● **Problem requirements**:
Can you rewrite every item with "matching instance" changed to "corresponding instance" and nothing else altered, leaving the pictures out of your answer?

● **Supplied material**:
* start *
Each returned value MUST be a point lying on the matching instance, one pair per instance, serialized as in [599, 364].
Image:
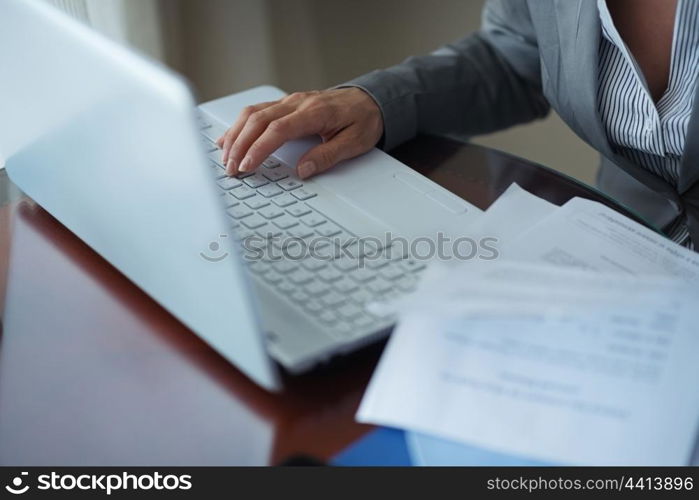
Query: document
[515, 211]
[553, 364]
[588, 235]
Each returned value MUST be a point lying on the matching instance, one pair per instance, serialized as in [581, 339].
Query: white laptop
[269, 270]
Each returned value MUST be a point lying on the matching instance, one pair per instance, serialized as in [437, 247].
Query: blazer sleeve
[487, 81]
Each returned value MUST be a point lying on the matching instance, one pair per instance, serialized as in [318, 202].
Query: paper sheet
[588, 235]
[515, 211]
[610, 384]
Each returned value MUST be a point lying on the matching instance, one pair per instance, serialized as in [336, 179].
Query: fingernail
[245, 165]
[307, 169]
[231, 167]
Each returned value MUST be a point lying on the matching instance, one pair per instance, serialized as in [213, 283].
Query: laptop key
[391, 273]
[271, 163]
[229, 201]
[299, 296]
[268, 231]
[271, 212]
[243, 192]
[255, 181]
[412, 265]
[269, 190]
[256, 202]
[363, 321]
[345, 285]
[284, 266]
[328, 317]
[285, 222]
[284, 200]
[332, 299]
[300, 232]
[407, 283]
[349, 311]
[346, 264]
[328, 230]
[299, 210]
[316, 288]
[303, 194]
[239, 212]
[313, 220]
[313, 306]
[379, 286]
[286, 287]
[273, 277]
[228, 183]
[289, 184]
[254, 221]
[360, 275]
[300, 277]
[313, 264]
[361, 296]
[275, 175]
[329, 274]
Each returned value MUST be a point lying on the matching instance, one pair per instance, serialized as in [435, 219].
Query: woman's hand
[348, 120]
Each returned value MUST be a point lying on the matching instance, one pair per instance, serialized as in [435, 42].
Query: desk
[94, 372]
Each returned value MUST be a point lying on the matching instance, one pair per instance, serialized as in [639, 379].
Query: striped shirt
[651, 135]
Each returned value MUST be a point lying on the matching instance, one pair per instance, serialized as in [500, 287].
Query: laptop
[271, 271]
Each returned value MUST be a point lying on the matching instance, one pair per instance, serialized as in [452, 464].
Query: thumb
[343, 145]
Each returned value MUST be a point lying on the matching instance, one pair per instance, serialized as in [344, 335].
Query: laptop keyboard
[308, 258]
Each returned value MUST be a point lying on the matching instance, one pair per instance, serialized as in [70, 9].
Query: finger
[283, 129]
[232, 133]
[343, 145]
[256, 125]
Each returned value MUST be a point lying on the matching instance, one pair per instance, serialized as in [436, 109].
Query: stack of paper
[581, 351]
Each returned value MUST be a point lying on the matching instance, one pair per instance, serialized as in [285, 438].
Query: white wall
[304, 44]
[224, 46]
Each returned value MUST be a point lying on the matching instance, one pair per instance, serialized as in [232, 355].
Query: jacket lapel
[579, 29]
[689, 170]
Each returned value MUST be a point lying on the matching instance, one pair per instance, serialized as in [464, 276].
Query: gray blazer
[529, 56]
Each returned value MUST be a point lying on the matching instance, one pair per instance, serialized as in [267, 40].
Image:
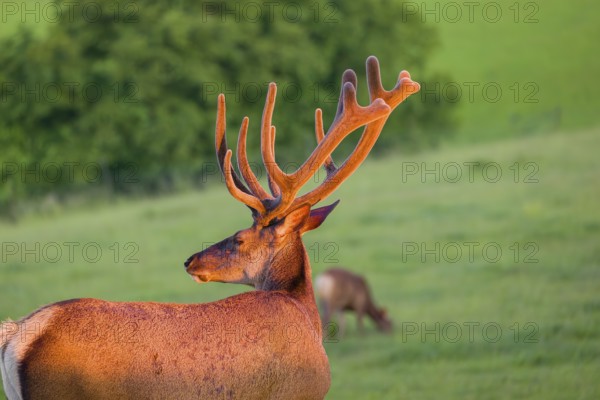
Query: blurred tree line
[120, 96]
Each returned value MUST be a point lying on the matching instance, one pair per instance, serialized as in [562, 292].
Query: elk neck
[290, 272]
* end *
● **Reply to the task**:
Each returned value MUST be a point lying on the corresponding instance, one pair per instance, serialized as in [599, 364].
Image:
Query: document
[515, 211]
[553, 364]
[588, 235]
Each returned value MUST be a point lying on the corresponding instance, one pair per instance, serialized as in [581, 339].
Query: white laptop
[269, 270]
Each returned value MUST be a point lying on the corresponding instance, one pair per instance, serialized as in [437, 247].
Query: blazer sleeve
[487, 81]
Each returned value MUST be a point lying on the corresponding instance, one pair per instance, serialized as in [318, 202].
Query: paper sheet
[588, 235]
[515, 211]
[610, 384]
Each returned value MUST be a point lying on the corresponding instance, one pair per instance, serialized as in [336, 179].
Query: fingernail
[245, 165]
[307, 169]
[231, 167]
Each returned value MUST be a point lying on the corresponding instance, one pair per instance, serialized as in [213, 283].
Query: laptop key
[391, 273]
[271, 163]
[229, 201]
[299, 296]
[268, 231]
[271, 212]
[243, 192]
[255, 181]
[412, 265]
[269, 190]
[256, 202]
[363, 321]
[345, 285]
[284, 266]
[328, 317]
[285, 222]
[284, 200]
[332, 299]
[300, 232]
[407, 283]
[349, 311]
[346, 264]
[328, 230]
[299, 210]
[316, 288]
[303, 194]
[239, 212]
[313, 220]
[313, 306]
[379, 286]
[286, 287]
[273, 277]
[228, 183]
[289, 184]
[254, 221]
[360, 275]
[300, 277]
[313, 264]
[361, 296]
[275, 175]
[329, 274]
Each returned value MUST be a point lying on the corresponding instance, one pair per instance, serialized as in [435, 219].
Query: woman's hand
[348, 120]
Each returned value MUST be a point lying on the corresponding instance, one pair per instance, serialized as in [435, 42].
Query: desk
[94, 372]
Each returned value MUST be a point lying on the corresponding instance, one pair per instance, serialized as in [639, 379].
Query: striped shirt
[651, 135]
Each returned value MUST be a point lying on the corresponding instance, one pair per instance, serialized as in [500, 287].
Query: laptop
[271, 271]
Each returned value MUST be a point lying on the corresponding instance, one pair per instance, serialized as in [452, 464].
Query: thumb
[343, 145]
Each returned value MUST be a point lying on the corresponding instance, one pair per instance, serialized as in [344, 335].
Query: laptop keyboard
[308, 258]
Each returned value MUST be a point lying on the corresponding instance, one pair per instance, serialized as in [70, 9].
Query: finger
[283, 129]
[232, 133]
[343, 145]
[256, 125]
Each returned value MUST be a point lying on the corresponding instance, one pair per instance, serialized as in [436, 109].
Query: stack of paper
[581, 351]
Each returned value MUST be a point lying on the corresponding instance, one pair per instance, serialized as in [285, 438].
Query: white wall
[304, 44]
[224, 46]
Each returned value MUST be a point lying on the corresponding instance, one pair per instance, serialized as in [232, 355].
Query: jacket lapel
[579, 29]
[689, 170]
Each returned value MUST be a point lying on the corresponding instance, one pair per instance, serialized as in [464, 276].
Query: gray blazer
[529, 56]
Each returned value MUST be a point lying on the corresponding instance, one pair per instance, serialized as in [267, 40].
Image:
Query: blurred tree line
[120, 96]
Each returned value MUST be a point lying on the corresponding instance, one pair per instance, serialized as in [562, 292].
Query: elk neck
[290, 272]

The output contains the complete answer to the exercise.